**Exercise details**
The lines to extract begin at the one containing "Could you point out the spiky" and run to the end of the listing; set them down exactly and alone.

================

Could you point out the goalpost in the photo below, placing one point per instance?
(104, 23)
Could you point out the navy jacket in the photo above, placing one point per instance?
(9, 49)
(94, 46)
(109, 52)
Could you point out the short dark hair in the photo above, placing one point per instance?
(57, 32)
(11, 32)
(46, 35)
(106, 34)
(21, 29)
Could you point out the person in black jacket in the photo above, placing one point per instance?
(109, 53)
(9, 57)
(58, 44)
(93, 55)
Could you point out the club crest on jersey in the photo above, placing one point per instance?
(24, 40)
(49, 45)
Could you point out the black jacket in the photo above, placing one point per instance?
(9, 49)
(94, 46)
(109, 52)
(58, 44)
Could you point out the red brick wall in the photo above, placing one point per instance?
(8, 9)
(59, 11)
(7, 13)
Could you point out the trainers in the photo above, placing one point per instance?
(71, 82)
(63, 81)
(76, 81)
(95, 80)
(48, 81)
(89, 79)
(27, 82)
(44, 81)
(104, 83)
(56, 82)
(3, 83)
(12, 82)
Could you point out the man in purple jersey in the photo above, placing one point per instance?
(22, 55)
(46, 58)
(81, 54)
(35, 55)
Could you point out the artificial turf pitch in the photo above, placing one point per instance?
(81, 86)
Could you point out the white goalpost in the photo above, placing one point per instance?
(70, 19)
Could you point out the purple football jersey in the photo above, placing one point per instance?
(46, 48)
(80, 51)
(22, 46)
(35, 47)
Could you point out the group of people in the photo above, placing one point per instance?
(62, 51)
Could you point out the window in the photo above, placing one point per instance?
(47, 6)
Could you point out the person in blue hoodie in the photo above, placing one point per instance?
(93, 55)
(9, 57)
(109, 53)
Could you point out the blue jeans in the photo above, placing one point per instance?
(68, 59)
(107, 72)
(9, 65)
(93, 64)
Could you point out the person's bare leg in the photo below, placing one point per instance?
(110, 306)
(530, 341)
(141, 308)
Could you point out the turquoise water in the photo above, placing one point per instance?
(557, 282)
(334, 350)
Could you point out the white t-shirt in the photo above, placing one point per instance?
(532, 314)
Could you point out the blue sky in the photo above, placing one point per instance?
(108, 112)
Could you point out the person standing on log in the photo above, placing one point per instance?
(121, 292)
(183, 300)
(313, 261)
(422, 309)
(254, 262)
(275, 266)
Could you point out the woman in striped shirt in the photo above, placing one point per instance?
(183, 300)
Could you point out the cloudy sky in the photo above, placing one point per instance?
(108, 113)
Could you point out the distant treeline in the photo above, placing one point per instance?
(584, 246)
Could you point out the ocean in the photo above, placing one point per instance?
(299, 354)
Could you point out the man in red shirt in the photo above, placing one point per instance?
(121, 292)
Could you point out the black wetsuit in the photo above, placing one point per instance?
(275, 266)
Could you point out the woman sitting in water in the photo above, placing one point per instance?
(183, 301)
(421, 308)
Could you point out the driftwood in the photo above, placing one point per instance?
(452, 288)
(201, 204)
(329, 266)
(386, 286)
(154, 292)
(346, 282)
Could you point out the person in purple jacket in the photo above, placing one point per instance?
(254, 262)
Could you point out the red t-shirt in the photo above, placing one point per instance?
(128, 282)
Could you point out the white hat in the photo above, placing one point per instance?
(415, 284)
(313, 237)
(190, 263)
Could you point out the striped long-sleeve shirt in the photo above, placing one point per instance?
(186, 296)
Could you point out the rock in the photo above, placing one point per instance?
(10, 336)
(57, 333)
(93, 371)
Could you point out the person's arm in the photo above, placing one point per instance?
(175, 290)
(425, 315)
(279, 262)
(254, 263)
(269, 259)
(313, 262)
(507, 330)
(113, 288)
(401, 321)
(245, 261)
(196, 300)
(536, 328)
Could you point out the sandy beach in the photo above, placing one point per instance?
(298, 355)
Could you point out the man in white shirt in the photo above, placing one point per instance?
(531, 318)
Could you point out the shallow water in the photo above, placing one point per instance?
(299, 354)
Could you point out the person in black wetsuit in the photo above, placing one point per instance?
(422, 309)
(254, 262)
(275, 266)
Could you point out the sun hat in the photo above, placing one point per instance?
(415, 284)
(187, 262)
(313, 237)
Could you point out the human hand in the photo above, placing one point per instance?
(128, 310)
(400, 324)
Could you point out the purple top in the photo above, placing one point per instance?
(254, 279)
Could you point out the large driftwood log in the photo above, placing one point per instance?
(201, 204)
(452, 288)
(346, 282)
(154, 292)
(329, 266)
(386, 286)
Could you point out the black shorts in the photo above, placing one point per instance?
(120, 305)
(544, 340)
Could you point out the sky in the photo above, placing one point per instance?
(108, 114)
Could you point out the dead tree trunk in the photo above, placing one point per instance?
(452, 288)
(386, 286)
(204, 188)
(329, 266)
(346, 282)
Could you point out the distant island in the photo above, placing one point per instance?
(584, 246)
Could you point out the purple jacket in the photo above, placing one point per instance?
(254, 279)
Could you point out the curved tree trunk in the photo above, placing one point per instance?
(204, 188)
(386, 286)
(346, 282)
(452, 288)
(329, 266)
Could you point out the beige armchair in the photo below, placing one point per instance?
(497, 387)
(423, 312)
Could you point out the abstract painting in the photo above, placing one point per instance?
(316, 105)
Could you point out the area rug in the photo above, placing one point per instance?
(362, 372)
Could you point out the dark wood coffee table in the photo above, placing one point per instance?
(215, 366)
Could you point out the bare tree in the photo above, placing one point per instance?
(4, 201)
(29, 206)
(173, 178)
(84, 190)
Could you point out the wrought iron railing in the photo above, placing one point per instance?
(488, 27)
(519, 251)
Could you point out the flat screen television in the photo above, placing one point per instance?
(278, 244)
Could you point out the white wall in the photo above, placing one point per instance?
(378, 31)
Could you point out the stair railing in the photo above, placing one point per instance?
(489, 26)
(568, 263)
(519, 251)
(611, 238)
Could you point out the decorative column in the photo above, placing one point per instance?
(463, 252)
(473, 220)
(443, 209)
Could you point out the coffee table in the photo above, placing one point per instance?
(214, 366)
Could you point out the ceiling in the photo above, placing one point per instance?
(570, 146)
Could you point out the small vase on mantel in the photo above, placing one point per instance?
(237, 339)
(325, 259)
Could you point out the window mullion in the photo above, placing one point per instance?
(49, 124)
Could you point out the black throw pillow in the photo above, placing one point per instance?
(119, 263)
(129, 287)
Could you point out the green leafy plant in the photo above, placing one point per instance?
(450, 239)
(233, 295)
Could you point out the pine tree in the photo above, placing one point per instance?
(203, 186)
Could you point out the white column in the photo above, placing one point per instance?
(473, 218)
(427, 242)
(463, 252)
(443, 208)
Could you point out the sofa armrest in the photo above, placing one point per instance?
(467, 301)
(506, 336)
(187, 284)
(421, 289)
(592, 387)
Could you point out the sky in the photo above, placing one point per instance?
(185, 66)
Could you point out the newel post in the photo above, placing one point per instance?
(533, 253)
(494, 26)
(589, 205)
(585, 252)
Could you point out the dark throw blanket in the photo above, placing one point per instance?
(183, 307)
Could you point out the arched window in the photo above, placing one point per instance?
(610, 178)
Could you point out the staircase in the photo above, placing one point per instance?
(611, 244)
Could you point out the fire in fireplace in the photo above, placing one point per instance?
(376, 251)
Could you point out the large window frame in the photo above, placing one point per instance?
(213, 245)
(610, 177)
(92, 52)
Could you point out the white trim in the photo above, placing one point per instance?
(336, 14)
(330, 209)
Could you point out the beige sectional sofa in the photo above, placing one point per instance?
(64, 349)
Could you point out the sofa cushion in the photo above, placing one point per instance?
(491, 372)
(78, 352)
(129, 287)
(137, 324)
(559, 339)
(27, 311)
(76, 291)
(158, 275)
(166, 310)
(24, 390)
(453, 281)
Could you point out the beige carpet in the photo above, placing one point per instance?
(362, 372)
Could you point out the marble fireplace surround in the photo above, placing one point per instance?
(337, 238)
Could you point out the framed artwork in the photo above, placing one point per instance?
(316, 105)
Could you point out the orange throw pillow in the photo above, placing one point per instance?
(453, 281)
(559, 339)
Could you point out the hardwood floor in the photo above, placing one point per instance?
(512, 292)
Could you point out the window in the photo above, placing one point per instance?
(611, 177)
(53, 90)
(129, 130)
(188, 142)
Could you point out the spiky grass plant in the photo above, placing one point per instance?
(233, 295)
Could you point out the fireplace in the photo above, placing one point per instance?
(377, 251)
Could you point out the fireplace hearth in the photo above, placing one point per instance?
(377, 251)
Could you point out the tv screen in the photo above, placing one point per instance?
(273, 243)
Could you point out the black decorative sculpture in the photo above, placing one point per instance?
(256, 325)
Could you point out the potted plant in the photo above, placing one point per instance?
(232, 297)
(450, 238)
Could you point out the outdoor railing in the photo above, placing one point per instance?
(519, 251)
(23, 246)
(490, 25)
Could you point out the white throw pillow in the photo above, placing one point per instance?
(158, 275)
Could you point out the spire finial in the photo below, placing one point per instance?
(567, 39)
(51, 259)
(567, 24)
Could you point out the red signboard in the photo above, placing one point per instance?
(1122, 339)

================

**Task result**
Could you point out the spiky grass plant in the photo above, placing one point per instance?
(233, 295)
Could you point out the fireplace in the photo above, placing one point per instance?
(377, 251)
Could you point out the fireplace hearth in the photo above, placing one point per instance?
(377, 251)
Could you point out the tv screen in the photo above, placing one point per instance?
(273, 243)
Could you point out the black decorative sculpture in the photo above, placing one point per instance?
(256, 325)
Could you point out the potted plant in the photo above, placing one point per instance?
(232, 297)
(450, 238)
Could you point out the outdoor railing in the photo above, placing one point per instance?
(519, 251)
(23, 246)
(490, 25)
Could you point out the white throw pillow in the photo above, placing one point per instance?
(158, 275)
Could you point out the spire finial in the photo below, placing one point per instance?
(567, 39)
(51, 259)
(567, 24)
Could you point out the red signboard in the photo above, placing one point per instance?
(1122, 339)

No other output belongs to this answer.